### [Brano]
È discriminatoria la tassazione dei dividendi in uscita fondata solo sulla residenza del fondo di investimento percettore

Con sentenza del 17 marzo 2022, la Corte di Giustizia dell’Unione Europea (“CGUE”) ha riaffermato il principio secondo cui le normative nazionali che riservano un trattamento fiscale di sfavore ai danni dei fondi di investimento esteri percettori di dividendi violano la libertà di circolazione dei capitali. In particolare, è contraria all’art. 63 TFUE la normativa di uno Stato membro che impone l’applicazione di una ritenuta sui dividendi in uscita solo in ragione della residenza del fondo percettore.

La pronuncia prende le mosse dal ricorso proposto da un organismo di investimento collettivo (OIC) residente in Germania, con cui si contestava che la normativa portoghese nel prevedere l’applicazione della ritenuta al 25% solo sui dividendi corrisposti a soggetti non residenti e non anche ai soggetti con sede in Portogallo, determinasse una illegittima restrizione alla libera circolazione dei capitali incompatibile con il diritto dell’Unione.

La CGUE, interrogata sulla conformità tra l’ordinamento portoghese e l’art. 63 TFUE, ha affermato che la previsione dell’esenzione nei confronti dei soli soggetti residenti determina di per sé una restrizione al principio di libera circolazione, in quanto è idonea a dissuadere da un lato gli OIC non residenti dall’effettuare investimenti in società site in Portogallo e dall’altro a disincentivare gli investitori nazionali dall’acquistare quote in tali OIC. Tale disciplina nazionale per essere ammissibile deve essere supportata da particolari ragioni giustificatrici.

L’art. 65 TFUE, infatti, consentendo agli Stati membri di applicare norme nazionali che prevedono una distinzione tra contribuenti fondata sulla residenza, costituisce una deroga al principio fondamentale della libertà di circolazione, e deve essere oggetto di interpretazione restrittiva. In particolare, tale distinzione deve riguardare “situazioni che non siano oggettivamente paragonabili” ovvero deve “essere giustificata da un motivo di interesse generale”.

Nel caso di specie, la CGUE ha escluso l’esistenza di entrambe le ragioni.

I giudici comunitari, da un lato, hanno escluso la tesi dell’Amministrazione portoghese secondo cui la soggezione dei soggetti residenti in Portogallo all’imposta di bollo e dei soggetti non residenti alla ritenuta alla fonte sui dividendi, fosse idonea a determinare una situazione oggettivamente imparagonabile. In primis, l’imposta di bollo ha natura patrimoniale ed i soggetti residenti potrebbero sottrarsi alla suddetta imposta provvedendo ad una distribuzione immediata dei dividendi percepiti. Inoltre, la Corte sottolinea che il vero criterio discretivo cui si riferisce la normativa portoghese è dato dal luogo di residenza dei percettori di dividendi e ciò non permette un accertamento effettivo tra gli OIC residenti e non residenti.

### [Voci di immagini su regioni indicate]
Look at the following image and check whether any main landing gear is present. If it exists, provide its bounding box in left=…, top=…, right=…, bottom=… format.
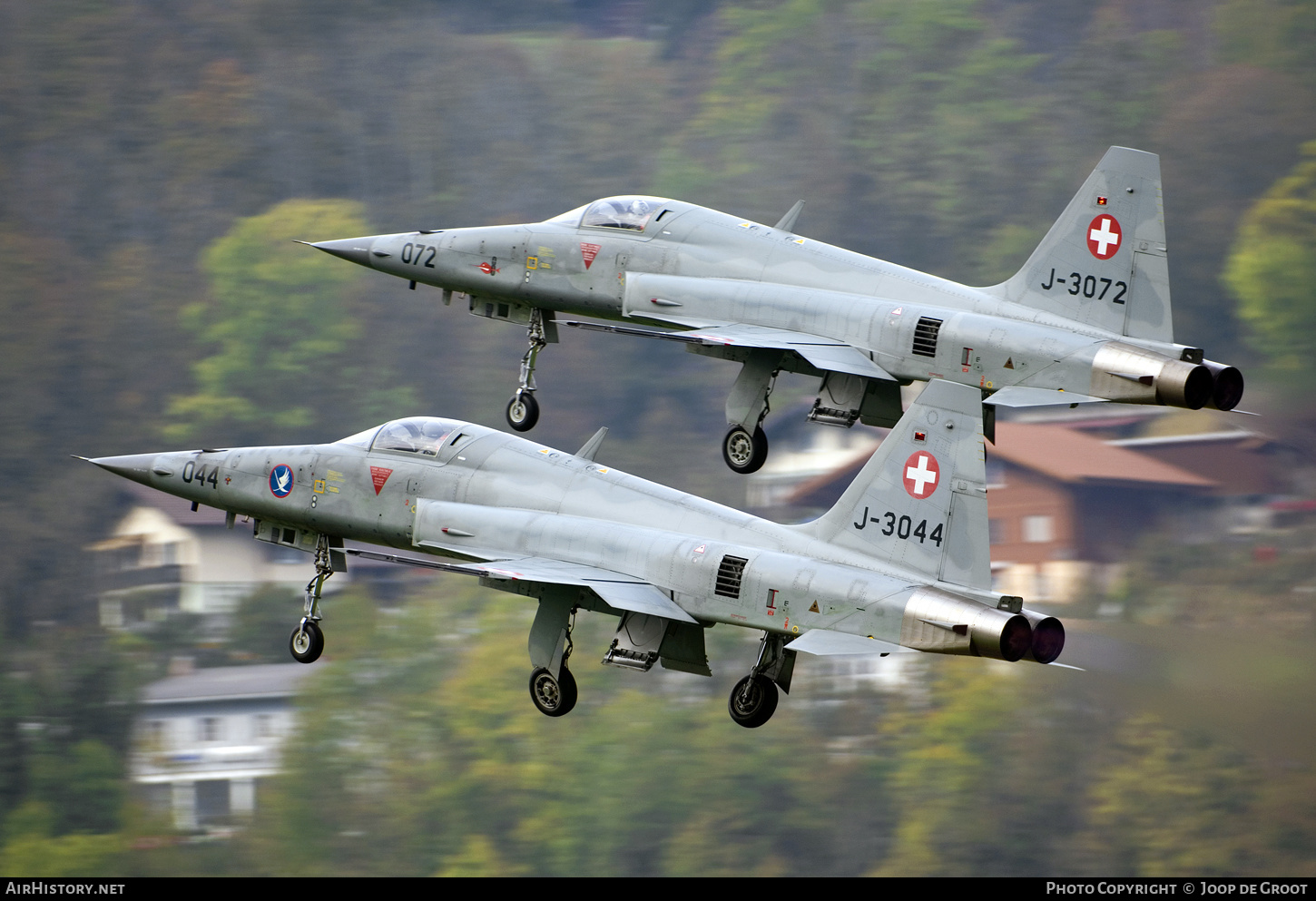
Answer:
left=289, top=535, right=333, bottom=663
left=529, top=592, right=576, bottom=717
left=726, top=632, right=795, bottom=729
left=506, top=307, right=556, bottom=431
left=722, top=350, right=781, bottom=475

### [Breve esercizio A]
Puoi trascrivere alla lettera la parte del brano sulla sentenza della CGUE, iniziando da "L’art. 65 TFUE, infatti, consentendo" e proseguendo fino a "entrambe le ragioni."?
### [Breve esercizio B]
Nei record, cambia "main landing gear" in "nose landing gear" e riscrivi tutte le righe lasciando il resto immutato. Le immagini vanno escluse dalla risposta.
Il brano e i record costituiscono materiali distinti tra loro.

### [Risposta corretta A]
L’art. 65 TFUE, infatti, consentendo agli Stati membri di applicare norme nazionali che prevedono una distinzione tra contribuenti fondata sulla residenza, costituisce una deroga al principio fondamentale della libertà di circolazione, e deve essere oggetto di interpretazione restrittiva. In particolare, tale distinzione deve riguardare “situazioni che non siano oggettivamente paragonabili” ovvero deve “essere giustificata da un motivo di interesse generale”.

Nel caso di specie, la CGUE ha escluso l’esistenza di entrambe le ragioni.

### [Risposta corretta B]
Look at the following image and check whether any nose landing gear is present. If it exists, provide its bounding box in left=…, top=…, right=…, bottom=… format.
Answer:
left=289, top=535, right=333, bottom=663
left=529, top=592, right=576, bottom=717
left=726, top=632, right=795, bottom=729
left=506, top=307, right=556, bottom=431
left=722, top=350, right=781, bottom=475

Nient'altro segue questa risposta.